Oakmont Capital Corp. (TSX VENTURE:OMK.P) ("Oakmont" or the "Company") today
announces that it has signed a Share Exchange Agreement dated October 25, 2012
(the "SEA") with 0939181 B.C. Ltd. (the "Target"), a British Columbia company,
and all the shareholders of the Target, pursuant to which Oakmont will acquire
all the issued and outstanding shares of the Target (the "Transaction"). The
Target's wholly-owned subsidiary, Utah Manganese, Inc. ("Utah Manganese"), a
Utah company, holds 150 claims on four properties (the "Properties") located
near Moab, Utah that are prospective for manganese. The Transaction is subject
to the approval of the TSX Venture Exchange (the "Exchange") and is intended to
constitute Oakmont's "qualifying transaction" as defined in Exchange Policy 2.4
concerning capital pool companies (the "CPC Policy").


Utah Manganese

Utah Manganese has staked claims on four properties near Moab, Utah (see
attached map: http://media3.marketwire.com/docs/omk.pdf) including:




--  Dubinky Well (50 claims)

(What to work on) Write the next part of the Oakmont Capital announcement about the Utah Manganese acquisition, starting after its final line.

(Supplied material)
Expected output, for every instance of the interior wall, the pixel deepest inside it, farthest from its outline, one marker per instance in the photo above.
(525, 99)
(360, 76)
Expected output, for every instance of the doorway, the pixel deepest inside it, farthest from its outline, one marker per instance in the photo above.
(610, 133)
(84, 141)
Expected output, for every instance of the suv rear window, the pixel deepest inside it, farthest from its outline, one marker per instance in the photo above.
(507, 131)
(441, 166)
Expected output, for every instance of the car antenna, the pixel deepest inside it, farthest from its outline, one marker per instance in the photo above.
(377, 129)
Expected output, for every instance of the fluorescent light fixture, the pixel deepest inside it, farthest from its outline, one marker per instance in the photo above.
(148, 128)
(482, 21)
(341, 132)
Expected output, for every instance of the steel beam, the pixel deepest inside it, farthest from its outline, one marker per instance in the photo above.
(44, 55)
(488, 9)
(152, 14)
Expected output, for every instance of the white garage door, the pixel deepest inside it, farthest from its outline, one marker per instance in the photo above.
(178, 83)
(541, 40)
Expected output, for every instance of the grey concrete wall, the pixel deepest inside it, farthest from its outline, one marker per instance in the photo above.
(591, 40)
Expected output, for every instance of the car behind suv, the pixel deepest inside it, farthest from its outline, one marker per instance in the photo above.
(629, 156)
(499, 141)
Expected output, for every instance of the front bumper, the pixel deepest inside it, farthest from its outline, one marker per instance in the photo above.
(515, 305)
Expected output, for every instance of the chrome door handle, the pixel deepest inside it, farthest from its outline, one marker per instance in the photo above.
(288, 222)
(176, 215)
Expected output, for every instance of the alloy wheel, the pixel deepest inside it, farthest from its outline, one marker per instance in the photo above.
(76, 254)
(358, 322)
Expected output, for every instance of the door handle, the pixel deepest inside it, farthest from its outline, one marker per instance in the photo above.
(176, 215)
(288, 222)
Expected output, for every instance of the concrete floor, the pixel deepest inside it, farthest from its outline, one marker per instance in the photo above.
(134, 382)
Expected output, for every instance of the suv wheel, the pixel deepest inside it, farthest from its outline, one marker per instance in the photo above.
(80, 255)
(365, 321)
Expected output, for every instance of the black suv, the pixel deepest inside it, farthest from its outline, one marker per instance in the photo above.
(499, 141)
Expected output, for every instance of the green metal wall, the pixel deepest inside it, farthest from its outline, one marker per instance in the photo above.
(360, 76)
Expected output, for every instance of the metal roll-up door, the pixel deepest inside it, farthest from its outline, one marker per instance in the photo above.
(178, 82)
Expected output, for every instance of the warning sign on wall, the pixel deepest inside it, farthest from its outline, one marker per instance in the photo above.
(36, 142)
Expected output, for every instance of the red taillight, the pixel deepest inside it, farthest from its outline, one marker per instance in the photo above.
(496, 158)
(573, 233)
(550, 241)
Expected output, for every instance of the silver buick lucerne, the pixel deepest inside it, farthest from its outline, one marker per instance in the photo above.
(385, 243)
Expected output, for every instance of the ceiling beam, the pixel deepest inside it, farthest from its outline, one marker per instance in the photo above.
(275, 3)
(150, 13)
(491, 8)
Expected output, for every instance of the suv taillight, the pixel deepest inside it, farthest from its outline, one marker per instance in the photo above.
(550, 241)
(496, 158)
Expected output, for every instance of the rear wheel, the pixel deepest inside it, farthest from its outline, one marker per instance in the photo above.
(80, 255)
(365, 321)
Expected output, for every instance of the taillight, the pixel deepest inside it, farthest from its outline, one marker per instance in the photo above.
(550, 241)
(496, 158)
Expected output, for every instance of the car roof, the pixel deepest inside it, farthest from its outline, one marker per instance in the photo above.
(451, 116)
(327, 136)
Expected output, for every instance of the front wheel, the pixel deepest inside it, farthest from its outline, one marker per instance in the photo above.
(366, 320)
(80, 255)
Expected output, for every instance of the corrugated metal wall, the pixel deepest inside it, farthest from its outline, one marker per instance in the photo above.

(Response to the task)
--  Duma Point (70 claims) 
--  Moab Fault (15 claims) 
--  Flat Iron (15 claims)



Utah Manganese evaluated numerous properties before staking these claims, which
are believed to be the best prospects for manganese in the area. Utah Manganese
completed the necessary surveys and submitted an exploration program, which was
approved for the construction of travel routes, four drill pads (two each on
Dubinky Well and Duma Point), mobilization of the drilling equipment and the
reclamation work. Utah Manganese obtained the notice of acceptance for manganese
exploration drilling by the U.S. Department of the Interior, which included site
visits, surveys, and review of cultural and paleontological resources. Utah
Manganese posted a bond and is permitted for exploration activities on Dubinky
Well and Duma Point by the State of Utah until November 30, 2013.


A total of 19 holes covering more than 2,000 feet have been drilled on Dubinky
Well and Duma Point under this program and Utah Manganese is in the process of
submitting samples to an independent lab for testing.


Technical Report

Oakmont has engaged Apex Geoscience Ltd. ("Apex") to provide independent
professional geological services for Oakmont. Apex has done a site visit during
the time that Utah Manganese was drilling the Dubinky property. Apex has been
engaged to prepare a report in accordance with National Instrument 43-101 ("NI
43-101") with respect to the Properties, which report will include a proposed
work program and budget for the exploration and development of the Properties.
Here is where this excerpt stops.